begin PROVIDED TEXT

Blog
What Yoga Taught Me about Faith
- June 15, 2020
- Posted by: Brad Wetzler
- Category: Uncategorized
Hi Friends,
I’ve been thinking about faith lately.
Faith is a central theme in the travel memoir I’m writing. Faith has been a central theme in my life.
Since I was a kid, I’ve been drawn to religious and spiritual paths. But as strong as the pull toward God has sometimes been, my relationship with God, the Universe, or whatever term you prefer, has been a push-pull. As soon as a path felt comfortable to me, as soon as I committed to a method or path to God, doubt would overcome me, and I’d find myself losing faith.
But a few years ago, something shifted, and I found a way to stay in faith.
I remember the day well.
I woke to a cold winter morning. I crawled out of bed and peered through the frosted window into dark. The weatherman was correct: a thick coat of white covered the ground. It was deep. No walk this morning, I thought. I made coffee and sat upright on a sheepskin rug at the center of my living room. I sipped. I struck a match and lit a thick white candle resting on a dresser in front of me. The room glowed yellow. I held a stick of sandalwood incense to the candle’s flame until it burned yellow too. Then I blew out the flame and placed the smoldering incense into the small blue vase that once held my mother’s ashes. I watched the column of smoke rise, curl, and then dissipate, filling the room with a smoky fragrance.

end PROVIDED TEXT

● SHORT EXERCISE 1:
Answer these questions about the blog post on yoga and faith:
(a) What is described as a central theme in the travel memoir being written?
(b) What was the narrator sitting on while drinking coffee that winter morning?
(c) Into what was the smoldering incense placed?
● SHORT EXERCISE 2: Reproduce word for word the part of the blog post on yoga and faith that opens with the words containing "Faith is a central" and closes with "myself losing faith.".
● SHORT EXERCISE 3: Extend the blog post on yoga and faith, starting right after its last sentence.

begin EXTRACTED DATA

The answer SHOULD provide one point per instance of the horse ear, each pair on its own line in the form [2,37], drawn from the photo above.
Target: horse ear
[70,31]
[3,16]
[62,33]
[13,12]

end EXTRACTED DATA

● TASK RESPONSE 1:
(a) Faith.
(b) A sheepskin rug at the center of the living room.
(c) The small blue vase that once held the narrator's mother's ashes.

● TASK RESPONSE 2:
Faith is a central theme in the travel memoir I’m writing. Faith has been a central theme in my life.
Since I was a kid, I’ve been drawn to religious and spiritual paths. But as strong as the pull toward God has sometimes been, my relationship with God, the Universe, or whatever term you prefer, has been a push-pull. As soon as a path felt comfortable to me, as soon as I committed to a method or path to God, doubt would overcome me, and I’d find myself losing faith.

● TASK RESPONSE 3:
“Hey, Google, play ‘Puja’ by Krishna Das,” I said to a small speaker resting on my dresser.
“Braaaaaah-ma. Viiiiiiish-nu. Shiiiiii-va,” the speaker groaned the Hindu names for God. I sat up straight and hummed with the spare melody. The room’s soft glow, distinct odor, and other-worldly music gently transported me to a different time and place.
The year was 1999, and I was 33 years old. I was seated cross-legged on the floor of a dim, underground temple on the banks of the Ganges River. I’ve just returned from an excursion upriver to watch bodies being cremated, and now I was
surrounded by men with long beards wearing simple orange clothes. My companions were Sadhus, Indian itinerant holy men, devotees of Shiva. They chanted indecipherably, bowing to a lingam—a black stone phallus that is the physical representation of their god. At the time I didn’t know anything about Shiva except that he was called the “God of Destruction.” At the time I considered myself adventurous, independent, and open to new experiences, but I was also a skeptic and an atheist. In the company of these mumbling devotees, I felt like a hopeless outsider. What are they getting from this devotion to a god of destruction, I wondered?
And yet, I had goosebumps. Why? In their presence, I felt as I did when I met a schizophrenic street person, all wild-eyed and talky. At the same time as part of me felt repelled, I also wanted what they had; I desperately wanted to know what they know. I wanted to understand their way of seeing the world. I envied their clear and total devotion and whatever mystical communion they are holding with Shiva. But why was it that I, a nonbeliever, wanted to be as devoted to God as they were?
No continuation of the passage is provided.